• PAGE EXTRACT
For a pure implementation using vizdoom only, you may want to check out this one:

https://github.com/AdeelMufti/WorldModels

@AdeelMufti was able to (somewhat) replicate the results from scratch in Chainer using his own wrapper over vizdoom, and I think this is what you are trying to do, so perhaps see what he is doing and compare with your approach?

Regards.

zmonoid commented 6 years ago

@hardmaru Thanks for your reply~

To my surprise, your preprocessing of frames also contributes a lot for the problem. This is actually inverting the image, just wonder why this help.

Anyway, thanks very much for your help~

def _process_frame(frame):
  obs = np.array(frame[0:400, :, :]).astype(np.float)/255.0
  obs = np.array(resize(obs, (SCREEN_Y, SCREEN_X)))
  obs = ((1.0 - obs) * 255).round().astype(np.uint8)
  return obs
AdeelMufti commented 6 years ago

Hello @zmonoid. So sorry for the delay in checking this thread. I wasn't aware either that the difficult for the ppaquette_gym_doom was not set to default.

If you use the data collection method in my repo, with the custom wrapper around ViZDoom (it's extremely simple), I think it works decently well. When training a full World Models agent, it's able to get decent scores, but not as high as @hardmaru. I suspect some careful manipulation of temperature will help push it higher.

Good luck!

• STORED DATA
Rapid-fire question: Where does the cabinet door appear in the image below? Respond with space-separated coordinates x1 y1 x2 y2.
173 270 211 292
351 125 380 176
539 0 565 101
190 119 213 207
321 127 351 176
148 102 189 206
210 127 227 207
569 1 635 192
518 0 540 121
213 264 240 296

• YOUR TASKS
**A.** Answer these questions about the thread:
(i) In which framework did @AdeelMufti replicate the results from scratch?
(ii) According to zmonoid, what is the frame preprocessing actually doing to the image?
(iii) What does AdeelMufti suspect will help push the agent's scores higher?
**B.** Repeat the part of the thread that begins at the words "https://github.com/AdeelMufti/WorldModels" and stops after "why this help.", character for character.
Answer from the thread alone, not from the records.

• SOLUTIONS TO THE EXERCISE
**A.**
(i) Chainer.
(ii) Inverting the image.
(iii) Careful manipulation of temperature.

**B.**
https://github.com/AdeelMufti/WorldModels

@AdeelMufti was able to (somewhat) replicate the results from scratch in Chainer using his own wrapper over vizdoom, and I think this is what you are trying to do, so perhaps see what he is doing and compare with your approach?

Regards.

zmonoid commented 6 years ago

@hardmaru Thanks for your reply~

To my surprise, your preprocessing of frames also contributes a lot for the problem. This is actually inverting the image, just wonder why this help.